» PROMPT:
Produce an exact copy of the lines from the line containing "The component shall mark a point on the boy's outstretched left" through the last line of the entries below, and only those lines.

-- BEGIN RECORDS FOR THE EXERCISE --

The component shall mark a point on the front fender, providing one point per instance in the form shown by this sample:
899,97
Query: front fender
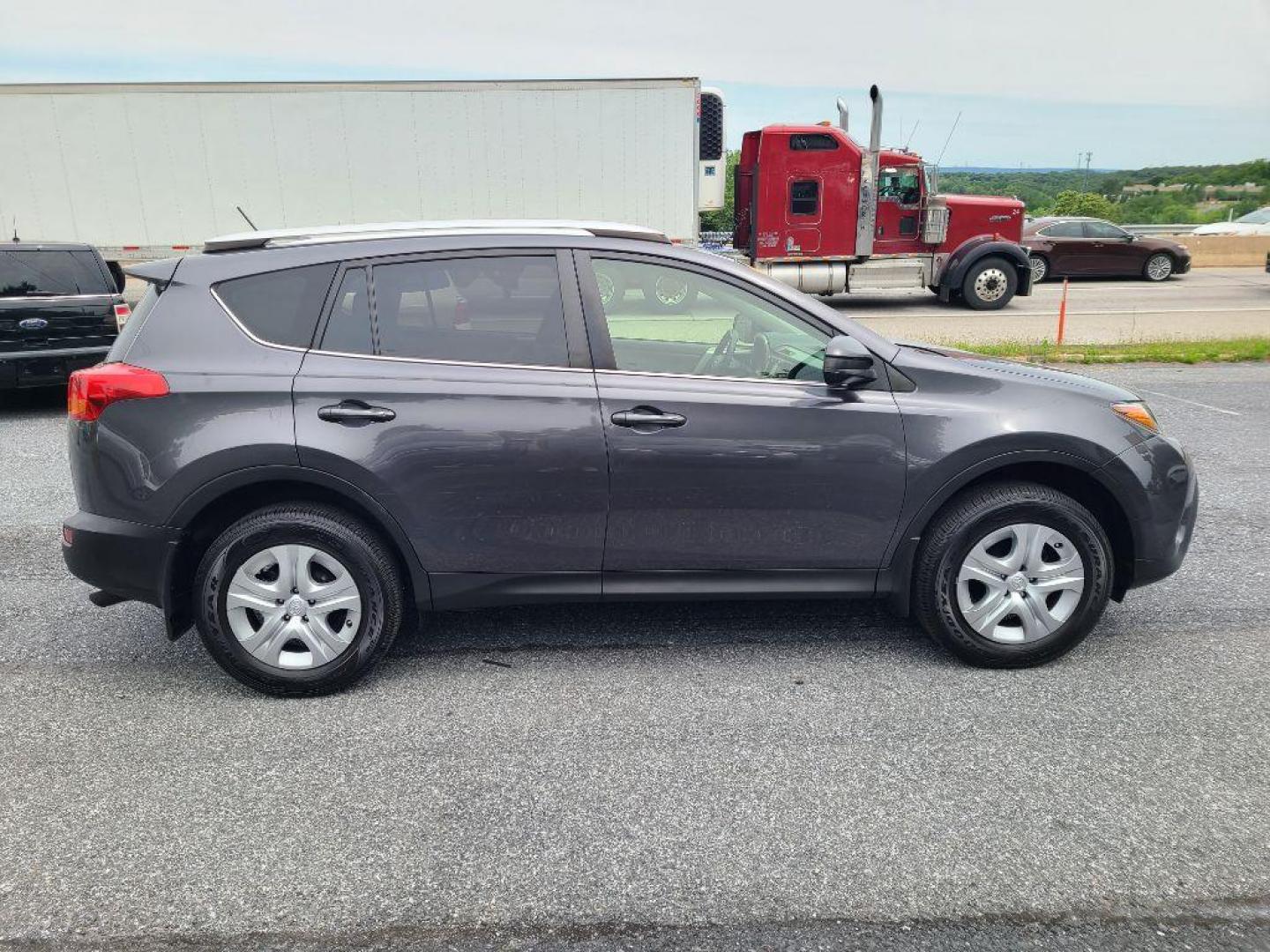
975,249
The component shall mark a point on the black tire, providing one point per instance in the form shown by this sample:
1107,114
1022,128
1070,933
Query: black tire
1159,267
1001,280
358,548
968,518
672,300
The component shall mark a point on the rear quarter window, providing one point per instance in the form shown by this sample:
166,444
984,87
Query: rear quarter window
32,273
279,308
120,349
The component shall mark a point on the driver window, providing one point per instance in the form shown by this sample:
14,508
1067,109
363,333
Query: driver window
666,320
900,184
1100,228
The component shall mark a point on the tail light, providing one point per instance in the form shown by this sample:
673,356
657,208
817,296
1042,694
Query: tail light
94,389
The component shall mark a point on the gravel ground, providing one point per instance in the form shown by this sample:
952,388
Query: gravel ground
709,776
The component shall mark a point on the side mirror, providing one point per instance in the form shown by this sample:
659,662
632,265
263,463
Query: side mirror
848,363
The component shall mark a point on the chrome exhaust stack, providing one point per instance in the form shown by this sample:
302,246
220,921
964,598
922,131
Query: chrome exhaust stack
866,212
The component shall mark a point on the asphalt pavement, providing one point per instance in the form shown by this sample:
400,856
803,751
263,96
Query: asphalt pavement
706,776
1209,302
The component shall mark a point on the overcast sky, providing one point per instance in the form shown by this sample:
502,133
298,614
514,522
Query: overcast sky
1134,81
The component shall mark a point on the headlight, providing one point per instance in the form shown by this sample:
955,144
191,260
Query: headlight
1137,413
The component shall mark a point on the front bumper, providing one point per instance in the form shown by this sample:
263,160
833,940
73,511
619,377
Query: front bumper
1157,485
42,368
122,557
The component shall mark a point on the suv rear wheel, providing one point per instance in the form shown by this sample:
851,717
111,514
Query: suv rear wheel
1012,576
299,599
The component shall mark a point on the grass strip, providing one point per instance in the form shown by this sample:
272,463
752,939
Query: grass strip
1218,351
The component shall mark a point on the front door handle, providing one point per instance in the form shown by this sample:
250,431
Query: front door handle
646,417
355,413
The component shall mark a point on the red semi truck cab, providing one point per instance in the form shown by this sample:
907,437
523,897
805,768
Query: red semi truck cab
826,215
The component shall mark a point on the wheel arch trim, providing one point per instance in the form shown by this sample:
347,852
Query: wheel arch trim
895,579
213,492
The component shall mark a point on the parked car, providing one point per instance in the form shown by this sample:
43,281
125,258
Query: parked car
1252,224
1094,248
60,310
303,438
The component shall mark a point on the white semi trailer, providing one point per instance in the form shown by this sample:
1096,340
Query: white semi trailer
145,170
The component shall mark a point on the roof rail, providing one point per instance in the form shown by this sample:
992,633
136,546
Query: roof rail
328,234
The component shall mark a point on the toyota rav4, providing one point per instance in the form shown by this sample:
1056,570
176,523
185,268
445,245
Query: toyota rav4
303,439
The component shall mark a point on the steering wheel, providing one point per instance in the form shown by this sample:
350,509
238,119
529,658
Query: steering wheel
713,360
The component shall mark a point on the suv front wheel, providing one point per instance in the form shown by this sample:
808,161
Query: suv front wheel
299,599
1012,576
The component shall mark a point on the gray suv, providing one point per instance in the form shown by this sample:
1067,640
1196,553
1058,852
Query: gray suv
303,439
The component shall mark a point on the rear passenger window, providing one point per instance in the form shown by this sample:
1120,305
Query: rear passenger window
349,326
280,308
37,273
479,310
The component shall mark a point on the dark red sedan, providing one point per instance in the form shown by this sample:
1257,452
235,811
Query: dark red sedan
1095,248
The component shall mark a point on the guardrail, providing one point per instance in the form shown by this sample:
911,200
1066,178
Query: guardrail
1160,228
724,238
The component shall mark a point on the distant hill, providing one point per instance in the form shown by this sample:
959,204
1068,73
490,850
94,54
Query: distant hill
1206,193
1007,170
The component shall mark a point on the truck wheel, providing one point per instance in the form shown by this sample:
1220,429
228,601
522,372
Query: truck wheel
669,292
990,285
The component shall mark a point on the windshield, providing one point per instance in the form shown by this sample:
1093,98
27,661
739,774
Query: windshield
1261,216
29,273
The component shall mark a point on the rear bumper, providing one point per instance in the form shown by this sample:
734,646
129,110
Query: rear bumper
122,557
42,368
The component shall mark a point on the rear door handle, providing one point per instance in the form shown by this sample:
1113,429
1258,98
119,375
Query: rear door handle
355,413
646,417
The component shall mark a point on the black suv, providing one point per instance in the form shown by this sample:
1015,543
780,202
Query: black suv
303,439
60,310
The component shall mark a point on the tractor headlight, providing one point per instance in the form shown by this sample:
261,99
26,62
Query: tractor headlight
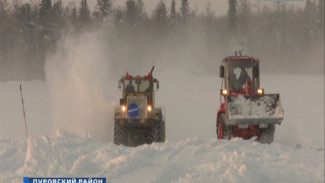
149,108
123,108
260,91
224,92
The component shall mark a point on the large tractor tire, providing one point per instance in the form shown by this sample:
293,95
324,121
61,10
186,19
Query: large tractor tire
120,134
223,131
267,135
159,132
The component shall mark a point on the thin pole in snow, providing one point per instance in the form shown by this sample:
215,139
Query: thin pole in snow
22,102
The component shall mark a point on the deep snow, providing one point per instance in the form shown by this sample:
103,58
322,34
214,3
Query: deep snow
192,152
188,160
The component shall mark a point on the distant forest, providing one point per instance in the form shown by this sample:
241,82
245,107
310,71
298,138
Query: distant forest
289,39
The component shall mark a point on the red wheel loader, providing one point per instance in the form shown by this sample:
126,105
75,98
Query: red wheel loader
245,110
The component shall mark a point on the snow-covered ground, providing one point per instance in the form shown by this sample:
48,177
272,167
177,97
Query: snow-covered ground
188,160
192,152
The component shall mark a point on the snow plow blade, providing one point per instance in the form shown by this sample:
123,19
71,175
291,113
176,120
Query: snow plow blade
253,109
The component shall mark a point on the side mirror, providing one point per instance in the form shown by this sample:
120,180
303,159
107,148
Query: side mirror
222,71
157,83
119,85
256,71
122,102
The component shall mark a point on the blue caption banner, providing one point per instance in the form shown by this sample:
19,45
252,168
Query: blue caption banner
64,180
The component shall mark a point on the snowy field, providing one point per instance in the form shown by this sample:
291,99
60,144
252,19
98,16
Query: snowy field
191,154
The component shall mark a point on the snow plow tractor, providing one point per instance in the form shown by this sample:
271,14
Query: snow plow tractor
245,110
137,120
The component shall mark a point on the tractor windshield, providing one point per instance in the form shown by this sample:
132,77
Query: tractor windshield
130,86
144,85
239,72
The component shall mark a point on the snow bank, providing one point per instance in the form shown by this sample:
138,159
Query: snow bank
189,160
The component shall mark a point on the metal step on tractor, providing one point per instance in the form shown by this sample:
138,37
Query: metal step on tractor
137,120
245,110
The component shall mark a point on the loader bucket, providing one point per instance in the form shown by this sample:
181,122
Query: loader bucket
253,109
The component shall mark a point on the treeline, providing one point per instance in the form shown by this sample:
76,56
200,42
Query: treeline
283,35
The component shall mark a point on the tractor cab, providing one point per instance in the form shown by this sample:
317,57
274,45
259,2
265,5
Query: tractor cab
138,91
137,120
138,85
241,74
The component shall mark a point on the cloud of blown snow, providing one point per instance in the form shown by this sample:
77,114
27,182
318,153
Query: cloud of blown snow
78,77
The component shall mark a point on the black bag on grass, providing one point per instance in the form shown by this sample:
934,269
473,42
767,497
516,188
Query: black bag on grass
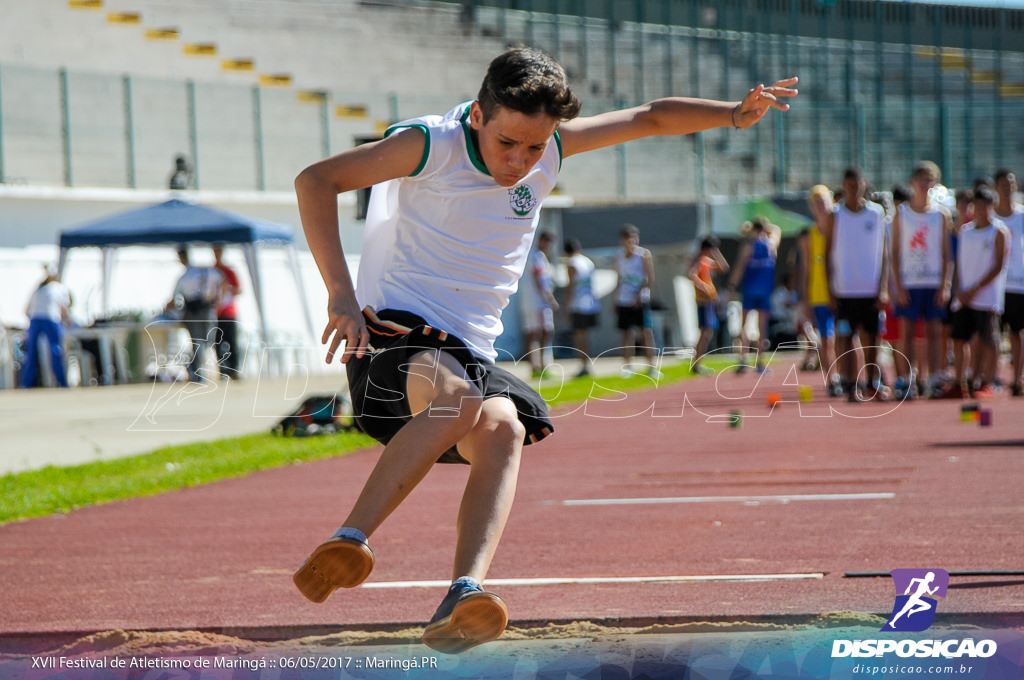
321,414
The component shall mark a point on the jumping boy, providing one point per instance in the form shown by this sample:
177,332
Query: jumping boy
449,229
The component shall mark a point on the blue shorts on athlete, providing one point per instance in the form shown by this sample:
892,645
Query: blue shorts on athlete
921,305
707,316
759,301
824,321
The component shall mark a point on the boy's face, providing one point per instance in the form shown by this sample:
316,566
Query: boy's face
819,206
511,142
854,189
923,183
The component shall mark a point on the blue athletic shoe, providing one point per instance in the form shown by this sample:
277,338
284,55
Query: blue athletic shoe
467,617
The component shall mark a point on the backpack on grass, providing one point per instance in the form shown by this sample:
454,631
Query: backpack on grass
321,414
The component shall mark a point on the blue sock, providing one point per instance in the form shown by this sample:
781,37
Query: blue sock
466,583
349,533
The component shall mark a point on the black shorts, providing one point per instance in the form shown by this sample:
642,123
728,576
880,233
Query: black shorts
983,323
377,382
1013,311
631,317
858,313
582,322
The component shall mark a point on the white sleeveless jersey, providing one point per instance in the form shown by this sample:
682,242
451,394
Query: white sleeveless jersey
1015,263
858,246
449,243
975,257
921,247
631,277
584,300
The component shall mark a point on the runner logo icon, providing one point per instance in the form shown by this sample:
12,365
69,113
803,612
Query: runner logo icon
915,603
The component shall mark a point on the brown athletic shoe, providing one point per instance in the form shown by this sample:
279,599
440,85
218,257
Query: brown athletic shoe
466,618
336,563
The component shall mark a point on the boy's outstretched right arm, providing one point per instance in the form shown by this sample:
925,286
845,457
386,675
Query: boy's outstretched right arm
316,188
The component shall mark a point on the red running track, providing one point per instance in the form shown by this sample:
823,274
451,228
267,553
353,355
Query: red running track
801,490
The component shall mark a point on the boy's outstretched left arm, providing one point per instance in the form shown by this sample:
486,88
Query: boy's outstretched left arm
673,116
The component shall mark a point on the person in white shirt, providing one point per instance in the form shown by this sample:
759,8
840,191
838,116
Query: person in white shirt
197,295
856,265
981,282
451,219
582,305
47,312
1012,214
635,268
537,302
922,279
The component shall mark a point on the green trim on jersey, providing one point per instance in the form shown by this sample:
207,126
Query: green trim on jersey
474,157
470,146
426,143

-- END RECORDS FOR THE EXERCISE --

» SOLUTION:
The component shall mark a point on the boy's outstretched left arm, providing one point per instance in the form shown by this sample:
486,88
Query: boy's outstretched left arm
673,116
The component shall mark a point on the person in white shirt, providing one point per instance in the form shown by this sample:
759,8
840,191
838,116
Query: person in white shirt
197,295
856,265
981,282
451,219
582,305
47,312
1012,214
635,268
537,302
922,279
The component shall mark a point on the green trim on jersey, providing one point per instance in the form shown by this sample:
207,126
Query: green trim on jersey
474,157
470,146
426,143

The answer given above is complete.